## THINGS TO DO
• a. According to the passage on heme oxygenase in sickle cell disease, what did clinical studies show after carbon monoxide was inhaled?
• b. Carry on the passage on heme oxygenase in sickle cell disease from its last sentence.

Heme Oxygenase in Sickle Cell Disease
There is substantial research supporting a therapeutic role for the heme oxygenase enzyme and its metabolite the gasotransmitter, carbon monoxide in sickle cell disease. This enzyme and its associated gasotransmitter have been shown to reduce inflammation and vaso-occlusion in a number of transgenic sickle cell mouse studies and also in vitro research. In addition, clinical studies have shown a reduction in sickling and increase in red blood cell survival after inhalation of carbon monoxide. Moreover, an epidemiological study of environmental levels of this metabolite of the heme oxygenase pathway demonstrated lower hospital admissions for sickle cell crises on days with higher environmental carbon monoxide.

## INFORMATION
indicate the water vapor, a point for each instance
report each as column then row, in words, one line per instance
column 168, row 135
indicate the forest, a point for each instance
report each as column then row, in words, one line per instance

## EXPECTED RESULTS
• a. They showed a reduction in sickling and an increase in red blood cell survival.

• b.
There are two primary mechanism of action. First, the heme oxygenase enzyme and certain of its metabolites, including carbon monoxide act in an anti-inflammatory and anti-apoptotic manner by down-regulating genes associated with inflammation (NFκB, VCAM-1, and ICAM-1) and increasing key anti-oxidant pathways (Nrf-2, HO-1). Second, carbon monoxide, binds tightly to hemoglobin to prevent the formation long rigid chains, preventing red blood cells from sickling. Please see the Citations for more information.
The targeting of the heme oxygenase pathway in sickle cell disease could potentially provide safe and effective relief to these patients in dire medical need.